▶ TASK DIRECTIONS:
Rewrite the items between the lines holding "as point(348, 156)." and "point(564, 265)", inclusive, replacing "pointer" with "locator" and leaving everything else unchanged.

▶ SUPPLIED ENTRIES:
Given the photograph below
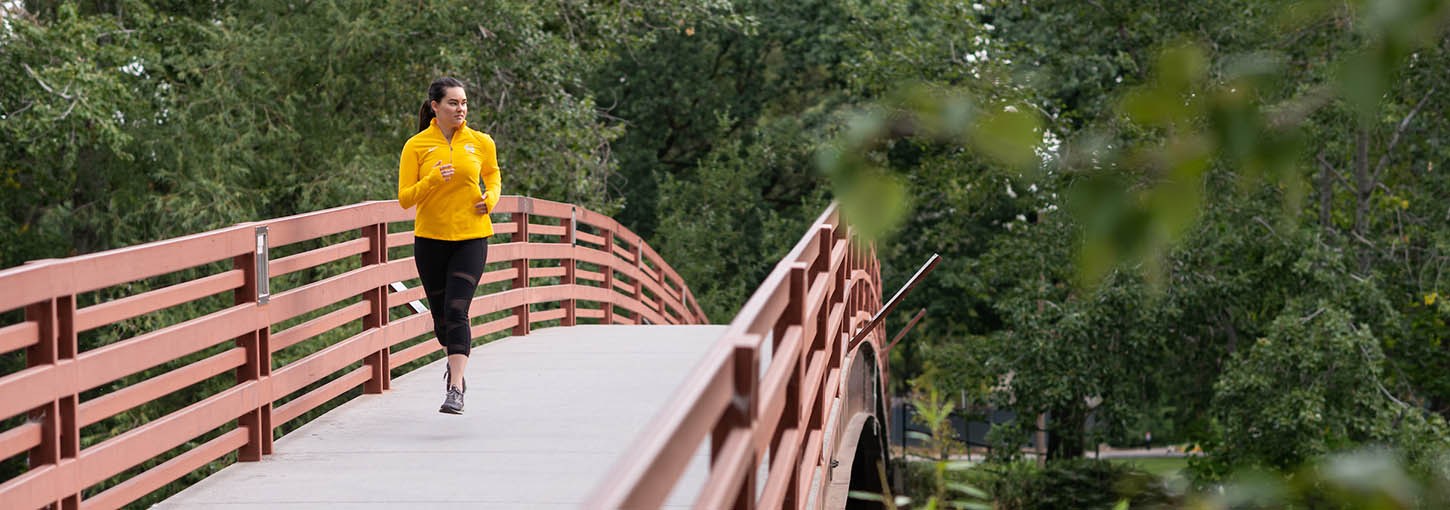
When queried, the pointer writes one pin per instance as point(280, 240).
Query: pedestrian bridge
point(312, 380)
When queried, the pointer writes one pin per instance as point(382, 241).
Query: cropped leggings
point(450, 271)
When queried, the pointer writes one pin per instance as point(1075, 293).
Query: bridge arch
point(777, 426)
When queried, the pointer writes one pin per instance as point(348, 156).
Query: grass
point(1162, 467)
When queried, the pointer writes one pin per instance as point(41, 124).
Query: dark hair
point(435, 93)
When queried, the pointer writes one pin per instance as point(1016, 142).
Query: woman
point(451, 174)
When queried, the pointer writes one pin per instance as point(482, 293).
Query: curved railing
point(799, 325)
point(564, 265)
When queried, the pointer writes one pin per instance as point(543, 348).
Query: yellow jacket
point(445, 207)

▶ TASK ANSWER:
When queried, the locator writes one pin per instance as point(348, 156).
Query: grass
point(1162, 467)
When queried, the locator writes one pin per instance as point(41, 124).
Query: dark hair
point(435, 93)
When queried, the locator writes one pin per instance as point(1016, 142).
Query: woman
point(451, 174)
When queried, the locator writes one pin per instance as point(482, 293).
Query: curved railing
point(799, 325)
point(564, 265)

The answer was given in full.